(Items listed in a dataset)
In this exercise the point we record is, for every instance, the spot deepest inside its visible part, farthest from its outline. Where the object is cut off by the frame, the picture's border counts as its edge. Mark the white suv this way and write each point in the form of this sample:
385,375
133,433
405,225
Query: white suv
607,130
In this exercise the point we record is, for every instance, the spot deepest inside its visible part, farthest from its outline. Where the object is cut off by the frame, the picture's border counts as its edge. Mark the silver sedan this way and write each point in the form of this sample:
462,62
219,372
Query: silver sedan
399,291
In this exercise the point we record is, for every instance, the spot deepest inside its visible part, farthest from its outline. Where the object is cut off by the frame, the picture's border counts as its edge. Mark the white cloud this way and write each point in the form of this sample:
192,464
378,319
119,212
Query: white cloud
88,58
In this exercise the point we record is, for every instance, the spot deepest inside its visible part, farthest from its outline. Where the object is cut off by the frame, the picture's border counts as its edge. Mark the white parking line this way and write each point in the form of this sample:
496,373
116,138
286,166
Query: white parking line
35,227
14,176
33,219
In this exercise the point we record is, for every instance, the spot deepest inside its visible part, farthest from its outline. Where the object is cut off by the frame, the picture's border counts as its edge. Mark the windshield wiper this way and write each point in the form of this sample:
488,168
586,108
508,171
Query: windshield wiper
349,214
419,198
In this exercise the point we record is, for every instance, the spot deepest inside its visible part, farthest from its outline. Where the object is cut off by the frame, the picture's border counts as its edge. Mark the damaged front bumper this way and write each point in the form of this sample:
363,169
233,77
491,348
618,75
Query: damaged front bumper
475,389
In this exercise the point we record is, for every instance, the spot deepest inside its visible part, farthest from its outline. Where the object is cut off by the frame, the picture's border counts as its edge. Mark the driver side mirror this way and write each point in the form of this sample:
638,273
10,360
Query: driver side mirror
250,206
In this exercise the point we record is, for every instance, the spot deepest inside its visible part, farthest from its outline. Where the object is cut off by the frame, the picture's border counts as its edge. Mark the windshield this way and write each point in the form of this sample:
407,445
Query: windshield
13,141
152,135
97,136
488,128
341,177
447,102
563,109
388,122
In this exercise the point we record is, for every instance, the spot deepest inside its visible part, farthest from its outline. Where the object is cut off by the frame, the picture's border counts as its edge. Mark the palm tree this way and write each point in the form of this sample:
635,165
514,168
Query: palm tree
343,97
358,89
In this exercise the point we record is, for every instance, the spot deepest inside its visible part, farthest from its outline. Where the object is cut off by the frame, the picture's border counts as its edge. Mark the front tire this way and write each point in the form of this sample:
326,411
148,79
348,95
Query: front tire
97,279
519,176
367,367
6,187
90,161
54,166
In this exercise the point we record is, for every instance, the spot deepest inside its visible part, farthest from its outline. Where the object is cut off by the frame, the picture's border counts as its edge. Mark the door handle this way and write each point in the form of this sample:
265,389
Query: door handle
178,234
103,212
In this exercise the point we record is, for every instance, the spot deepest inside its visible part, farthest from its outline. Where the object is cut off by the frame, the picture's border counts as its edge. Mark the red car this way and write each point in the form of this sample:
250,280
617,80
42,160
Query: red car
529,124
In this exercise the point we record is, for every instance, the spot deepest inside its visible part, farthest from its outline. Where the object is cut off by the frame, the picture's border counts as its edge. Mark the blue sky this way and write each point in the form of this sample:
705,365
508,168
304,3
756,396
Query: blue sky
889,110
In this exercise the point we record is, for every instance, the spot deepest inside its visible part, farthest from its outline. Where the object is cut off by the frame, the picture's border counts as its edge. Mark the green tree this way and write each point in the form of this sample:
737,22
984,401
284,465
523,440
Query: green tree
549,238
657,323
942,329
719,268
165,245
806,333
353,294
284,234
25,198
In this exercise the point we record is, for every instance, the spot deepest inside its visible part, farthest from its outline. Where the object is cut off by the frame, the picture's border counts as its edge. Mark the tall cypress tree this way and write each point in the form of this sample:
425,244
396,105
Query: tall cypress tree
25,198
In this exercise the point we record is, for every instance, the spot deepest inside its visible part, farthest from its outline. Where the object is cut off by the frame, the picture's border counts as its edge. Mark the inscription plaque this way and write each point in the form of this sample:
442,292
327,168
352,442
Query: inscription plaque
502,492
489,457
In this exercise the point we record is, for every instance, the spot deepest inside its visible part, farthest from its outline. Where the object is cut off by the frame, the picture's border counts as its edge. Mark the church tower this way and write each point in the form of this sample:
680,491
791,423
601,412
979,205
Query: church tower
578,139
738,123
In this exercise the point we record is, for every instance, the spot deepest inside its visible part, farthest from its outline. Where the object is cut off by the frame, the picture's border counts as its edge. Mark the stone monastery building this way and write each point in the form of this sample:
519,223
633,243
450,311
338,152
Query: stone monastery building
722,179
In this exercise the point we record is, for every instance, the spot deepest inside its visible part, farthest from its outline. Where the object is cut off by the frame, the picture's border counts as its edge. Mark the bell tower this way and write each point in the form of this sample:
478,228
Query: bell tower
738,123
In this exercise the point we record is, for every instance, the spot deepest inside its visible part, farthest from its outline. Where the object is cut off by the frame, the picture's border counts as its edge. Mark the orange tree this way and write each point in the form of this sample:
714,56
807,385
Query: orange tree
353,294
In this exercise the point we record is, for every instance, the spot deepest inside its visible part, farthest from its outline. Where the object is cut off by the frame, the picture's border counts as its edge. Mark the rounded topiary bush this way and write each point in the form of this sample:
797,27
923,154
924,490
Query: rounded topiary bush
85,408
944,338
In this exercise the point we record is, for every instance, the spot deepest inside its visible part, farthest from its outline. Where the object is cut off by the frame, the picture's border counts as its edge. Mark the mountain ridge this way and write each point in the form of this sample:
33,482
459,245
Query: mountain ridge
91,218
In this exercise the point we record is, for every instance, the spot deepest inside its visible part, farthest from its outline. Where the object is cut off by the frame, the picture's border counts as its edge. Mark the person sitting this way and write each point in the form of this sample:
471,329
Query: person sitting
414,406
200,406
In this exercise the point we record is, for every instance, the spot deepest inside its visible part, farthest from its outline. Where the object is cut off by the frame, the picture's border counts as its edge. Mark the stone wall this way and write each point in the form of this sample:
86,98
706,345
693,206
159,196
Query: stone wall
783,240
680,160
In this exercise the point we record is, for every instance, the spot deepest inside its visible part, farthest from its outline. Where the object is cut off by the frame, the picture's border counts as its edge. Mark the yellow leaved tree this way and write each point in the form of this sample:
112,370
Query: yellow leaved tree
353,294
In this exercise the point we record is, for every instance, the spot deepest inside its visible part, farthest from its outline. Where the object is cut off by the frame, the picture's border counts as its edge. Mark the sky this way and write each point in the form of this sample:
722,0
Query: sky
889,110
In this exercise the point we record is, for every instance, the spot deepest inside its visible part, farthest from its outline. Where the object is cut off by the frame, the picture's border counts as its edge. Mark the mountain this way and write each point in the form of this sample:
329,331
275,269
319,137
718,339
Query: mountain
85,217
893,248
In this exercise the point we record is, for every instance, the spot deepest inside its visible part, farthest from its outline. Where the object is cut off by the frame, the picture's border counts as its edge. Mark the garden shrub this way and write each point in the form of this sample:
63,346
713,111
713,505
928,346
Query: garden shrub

[Instructions to follow]
Copy out the lines above, from the one holding "Query: yellow leaved tree" through the final line, with no other lines.

[Response to this exercise]
Query: yellow leaved tree
353,294
In this exercise the point we record is, for every instance, the spot deepest inside its visible part, farthest from its outline. Where the object is cut off by the frame, the picture's border counts as its edge. Mark the sky this way and write each point in the form of this sample:
722,0
Query: sky
889,110
In this exercise the point we record is, for every instance, the spot deepest inside its visible part, farthest from its outline. Where the object is cut off by the frame, the picture's border counts as its edge. Mark the mountain this way and write each point in the form of this sample:
329,331
275,269
319,137
718,339
Query: mountain
85,217
893,248
In this exercise the point we record is, for every instance, the spot deepest inside its visible part, farthest from its outline. Where the object is cut off by the frame, the picture's border counts as its edge. Mark the garden shrub this way and write each point in the form of this sample:
63,346
713,111
713,505
928,346
Query: garden shrub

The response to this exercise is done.